• YOUR TASK
Word for word, please restate the line containing "Practice. Point at the man with" and all the lines that follow it to the end of the data.

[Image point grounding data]
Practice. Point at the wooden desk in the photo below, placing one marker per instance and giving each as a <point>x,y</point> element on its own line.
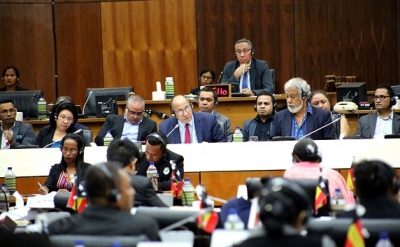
<point>93,123</point>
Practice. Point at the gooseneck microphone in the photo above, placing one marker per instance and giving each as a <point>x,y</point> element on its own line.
<point>48,145</point>
<point>176,126</point>
<point>29,105</point>
<point>326,125</point>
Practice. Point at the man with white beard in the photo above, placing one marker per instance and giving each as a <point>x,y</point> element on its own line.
<point>301,118</point>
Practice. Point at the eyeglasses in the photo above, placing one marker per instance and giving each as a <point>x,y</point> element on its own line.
<point>68,119</point>
<point>245,51</point>
<point>381,97</point>
<point>72,150</point>
<point>133,113</point>
<point>10,111</point>
<point>187,109</point>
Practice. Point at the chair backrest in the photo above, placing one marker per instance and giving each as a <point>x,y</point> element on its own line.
<point>96,241</point>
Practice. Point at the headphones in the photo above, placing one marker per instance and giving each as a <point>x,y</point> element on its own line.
<point>83,143</point>
<point>172,110</point>
<point>114,195</point>
<point>282,200</point>
<point>266,94</point>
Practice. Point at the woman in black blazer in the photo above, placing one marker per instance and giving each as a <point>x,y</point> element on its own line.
<point>61,176</point>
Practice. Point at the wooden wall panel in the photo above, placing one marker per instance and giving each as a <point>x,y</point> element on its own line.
<point>79,52</point>
<point>146,41</point>
<point>26,41</point>
<point>346,38</point>
<point>268,24</point>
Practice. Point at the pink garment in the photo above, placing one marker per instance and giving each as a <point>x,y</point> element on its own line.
<point>312,170</point>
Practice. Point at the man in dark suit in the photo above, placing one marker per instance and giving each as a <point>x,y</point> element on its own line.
<point>157,152</point>
<point>132,125</point>
<point>300,118</point>
<point>13,133</point>
<point>260,125</point>
<point>127,154</point>
<point>253,75</point>
<point>192,127</point>
<point>384,121</point>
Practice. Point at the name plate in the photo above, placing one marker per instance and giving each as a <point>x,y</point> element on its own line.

• WRITTEN ANSWER
Practice. Point at the man with white beard in the photo above, placing one marker per instance and giving each as a <point>x,y</point> element on its own line.
<point>301,118</point>
Practice. Point at the eyeglasses in the photo above, placing one marker per instance and giving each as a <point>x,y</point> element on its own line.
<point>68,119</point>
<point>245,51</point>
<point>381,97</point>
<point>72,150</point>
<point>133,113</point>
<point>10,111</point>
<point>187,109</point>
Practice. Point at the chair backrest in the photo above, placing one marker per instance and giving each as a <point>x,y</point> element on its own line.
<point>96,241</point>
Practice. Point at the headphones in the photo above, placing one marker per instance and giving each as a <point>x,y</point> element on its own line.
<point>83,143</point>
<point>172,110</point>
<point>114,195</point>
<point>282,200</point>
<point>266,94</point>
Practice. Point at the woman in black blazer in the photo above, placing one marker per instance and giving each as a <point>x,y</point> element on its own line.
<point>61,176</point>
Practice. Point at the wooden wall panel in the photo above, placing one marker per instance and giving each as a <point>x,y</point> element on its own line.
<point>79,52</point>
<point>146,41</point>
<point>26,41</point>
<point>346,38</point>
<point>268,24</point>
Practice. Point at the pink garment in the photo above, placing one marker per instance and giving each as a <point>x,y</point> element on its own line.
<point>312,170</point>
Practice. Point at the man in dark suit in the photo above, placing one marker per instance and giving each as a <point>x,y</point> element on its own line.
<point>157,152</point>
<point>132,125</point>
<point>300,118</point>
<point>13,133</point>
<point>260,125</point>
<point>127,154</point>
<point>253,75</point>
<point>192,127</point>
<point>384,121</point>
Practice. Point at the name plate in the photo above, placing one marker per instance and giving each as a <point>x,y</point> element on its own line.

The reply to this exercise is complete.